*** Exercise inputs ***
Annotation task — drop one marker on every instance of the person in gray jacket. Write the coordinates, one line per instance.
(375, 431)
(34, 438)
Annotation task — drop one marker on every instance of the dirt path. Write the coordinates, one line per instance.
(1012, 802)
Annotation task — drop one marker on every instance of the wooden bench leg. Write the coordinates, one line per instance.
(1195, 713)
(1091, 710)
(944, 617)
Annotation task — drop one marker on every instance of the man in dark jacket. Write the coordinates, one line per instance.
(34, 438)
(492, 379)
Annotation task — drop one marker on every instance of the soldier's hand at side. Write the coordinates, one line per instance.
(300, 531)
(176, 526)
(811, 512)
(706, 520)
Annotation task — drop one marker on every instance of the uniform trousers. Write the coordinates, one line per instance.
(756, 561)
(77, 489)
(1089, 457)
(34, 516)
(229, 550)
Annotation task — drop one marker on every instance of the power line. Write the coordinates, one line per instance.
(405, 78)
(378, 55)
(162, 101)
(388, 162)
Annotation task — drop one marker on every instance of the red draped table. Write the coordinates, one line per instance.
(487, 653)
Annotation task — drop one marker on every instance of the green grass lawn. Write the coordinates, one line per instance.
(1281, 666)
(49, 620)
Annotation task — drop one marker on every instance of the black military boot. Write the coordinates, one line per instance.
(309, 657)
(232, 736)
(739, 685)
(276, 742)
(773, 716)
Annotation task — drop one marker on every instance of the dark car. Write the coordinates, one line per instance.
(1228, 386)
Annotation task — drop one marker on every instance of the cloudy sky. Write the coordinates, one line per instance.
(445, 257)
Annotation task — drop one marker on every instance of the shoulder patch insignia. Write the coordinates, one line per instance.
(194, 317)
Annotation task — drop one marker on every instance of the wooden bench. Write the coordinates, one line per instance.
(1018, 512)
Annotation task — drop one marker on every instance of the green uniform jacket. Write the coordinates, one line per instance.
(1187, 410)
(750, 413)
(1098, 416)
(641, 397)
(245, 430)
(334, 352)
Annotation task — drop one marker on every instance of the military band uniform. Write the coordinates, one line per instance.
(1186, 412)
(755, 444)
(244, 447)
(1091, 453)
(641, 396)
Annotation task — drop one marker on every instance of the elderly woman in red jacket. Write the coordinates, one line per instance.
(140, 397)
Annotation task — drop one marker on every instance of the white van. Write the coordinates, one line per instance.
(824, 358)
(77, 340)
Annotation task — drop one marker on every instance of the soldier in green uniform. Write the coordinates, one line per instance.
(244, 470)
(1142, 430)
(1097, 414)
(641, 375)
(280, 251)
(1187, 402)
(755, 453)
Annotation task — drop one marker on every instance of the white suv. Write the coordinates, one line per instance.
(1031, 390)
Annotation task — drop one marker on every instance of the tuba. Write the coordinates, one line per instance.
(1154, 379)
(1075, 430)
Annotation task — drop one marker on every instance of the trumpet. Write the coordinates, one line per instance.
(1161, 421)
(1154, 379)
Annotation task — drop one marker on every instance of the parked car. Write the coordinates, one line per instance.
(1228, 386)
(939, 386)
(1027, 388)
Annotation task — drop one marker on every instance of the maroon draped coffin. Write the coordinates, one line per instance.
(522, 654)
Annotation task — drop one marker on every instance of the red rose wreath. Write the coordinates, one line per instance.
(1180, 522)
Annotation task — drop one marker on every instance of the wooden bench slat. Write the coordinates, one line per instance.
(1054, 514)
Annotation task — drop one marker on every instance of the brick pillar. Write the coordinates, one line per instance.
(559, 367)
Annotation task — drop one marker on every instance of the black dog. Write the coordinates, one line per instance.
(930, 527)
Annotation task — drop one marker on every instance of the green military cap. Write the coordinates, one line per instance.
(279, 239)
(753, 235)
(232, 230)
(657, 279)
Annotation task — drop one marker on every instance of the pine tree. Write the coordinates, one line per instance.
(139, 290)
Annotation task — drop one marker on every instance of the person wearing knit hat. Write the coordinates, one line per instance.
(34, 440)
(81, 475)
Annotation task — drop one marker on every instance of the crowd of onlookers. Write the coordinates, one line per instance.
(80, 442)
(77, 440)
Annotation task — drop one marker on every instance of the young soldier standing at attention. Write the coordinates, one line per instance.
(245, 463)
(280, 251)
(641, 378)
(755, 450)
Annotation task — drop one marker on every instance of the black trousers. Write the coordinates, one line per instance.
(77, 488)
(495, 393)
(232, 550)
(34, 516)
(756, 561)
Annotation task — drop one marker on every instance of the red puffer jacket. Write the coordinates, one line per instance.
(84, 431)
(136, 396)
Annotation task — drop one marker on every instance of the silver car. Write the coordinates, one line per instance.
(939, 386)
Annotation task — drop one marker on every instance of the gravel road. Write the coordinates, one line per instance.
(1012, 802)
*** End of Exercise inputs ***
» **Action item**:
Write the data back out verbatim.

» **Problem solution**:
Annotation task — drop one marker on every instance of the person in gray jacket. Write the coordinates, one line per instance.
(375, 431)
(34, 438)
Annotation task — drop one marker on every instance of the dirt path. Write the coordinates, one line per instance.
(1012, 802)
Annotation task — drop one marker on every instance of the wooden bench leg. Write the coordinates, one line per instance.
(1195, 713)
(1091, 710)
(944, 617)
Annotation task — drop one marker on every instance of the man in dark jacket. Write the coordinates, one line per instance.
(34, 438)
(492, 379)
Annotation task — drop one marker on every instance of the soldier's hand at side. Write the coordinates, one line per instance.
(300, 531)
(176, 526)
(811, 512)
(706, 520)
Annotation task — drop one marker on every instance of the uniform trousers. Write the coordinates, one line per instance.
(756, 561)
(77, 489)
(1089, 457)
(34, 516)
(229, 550)
Annotation task — drop one marker on every instance of the power line. Write the coordinates, one line per instance.
(405, 78)
(378, 55)
(162, 101)
(388, 162)
Annotation task — drop one marker on every instance of the red draped table. Write the coordinates, one line per instance.
(487, 653)
Annotation task — drop one marker on every instance of the green grass lawn. Write the coordinates, one line per instance.
(1281, 666)
(49, 620)
Annotation task — drop one marker on every instance of the black military boot. Write the coordinates, one line per instance.
(309, 657)
(232, 736)
(739, 685)
(276, 742)
(773, 716)
Annotation task — drop one marker on every instance of the dark car. Write the coordinates, one line per instance.
(1228, 386)
Annotation task — drop one marker on every instance of the cloudy sky. Write the coordinates, one line per instance.
(445, 257)
Annotation task — drop one marker on every instance of the shoulder patch insignia. Write the coordinates, one line per instance.
(194, 317)
Annotation task — drop one marker on every instance of the wooden bench. Write the coordinates, one line per instance.
(1018, 512)
Annotation task — drop one marker on every instance of the green uniform jacket. Write the coordinates, one line per instance.
(1187, 410)
(750, 413)
(1098, 416)
(641, 397)
(245, 430)
(334, 352)
Annotation task — drop one marker on every instance of the military band uniform. Write the coordinates, one line per instance.
(1186, 412)
(755, 444)
(244, 447)
(1091, 453)
(641, 396)
Annotation task — drop one marker on every instance of the elderly woman in red jacket. Write the coordinates, one line per instance.
(140, 397)
Annotation task — drop one marker on every instance of the white van. Write the coordinates, one line per instance.
(824, 358)
(77, 340)
Annotation task — drop one marker on every instance of the soldier in green uniform. Write the coordinates, one line per instance.
(244, 470)
(1142, 430)
(1097, 414)
(641, 375)
(280, 251)
(1187, 402)
(755, 453)
Annotation task — drop one marker on every instance of the white suv. Write the coordinates, one line per instance.
(1031, 390)
Annotation task — drop one marker on every instance of the tuba. Write the coordinates, one line per instance.
(1154, 379)
(1075, 430)
Annotation task — drop one marker on every instance of the trumpet. Write the coordinates, one line per instance.
(1161, 421)
(1154, 379)
Annotation task — drop one marker on every instance of the parked car. Write the coordinates, one line per instance.
(1228, 386)
(939, 386)
(1027, 388)
Annotation task — drop one marker on every instance of the maroon draped coffin. Write the coordinates, one line per instance.
(522, 654)
Annotation task — drop one marker on every instance of the red rose wreath. Write the coordinates, one line per instance.
(1180, 522)
Annotation task — drop one marker on every instance of the wooden bench slat. Write the coordinates, one line per instance.
(1054, 514)
Annotation task — drop one marker on every instance of the brick pillar. Write the coordinates, one line per instance.
(559, 367)
Annotation task — drop one marker on every instance of the black dog. Write the coordinates, one line per instance.
(930, 527)
Annotation task — drop one marker on every instance of the green military cap. Write the coordinates, one line per instance.
(279, 239)
(753, 235)
(232, 230)
(657, 279)
Annotation task — drop one marker on every instance of the pine tree. Write the coordinates, one line per instance.
(139, 290)
Annotation task — drop one marker on every instance of the person wearing knit hat. Write the coordinates, one line per instance.
(34, 440)
(81, 475)
Annotation task — drop one marker on every instance of the crowd of onlookers. Write the coordinates, one line per instance.
(80, 442)
(77, 440)
Annotation task — drop one marker on every instance of the young soldier standing at attention. Write the coordinates, one line per instance.
(245, 463)
(280, 251)
(641, 378)
(755, 450)
Annotation task — drop one marker on every instance of the black trousers. Write the coordinates, one line per instance.
(77, 488)
(495, 393)
(232, 550)
(34, 516)
(756, 561)
Annotation task — drop one marker on every instance of the red puffer jacket. Write the coordinates, one line per instance.
(84, 431)
(136, 396)
Annotation task — drop one marker on every instance of the silver car. Write the coordinates, one line per instance.
(939, 386)
Annotation task — drop one marker on every instance of the gravel road. Write the coordinates, one line per instance.
(1012, 802)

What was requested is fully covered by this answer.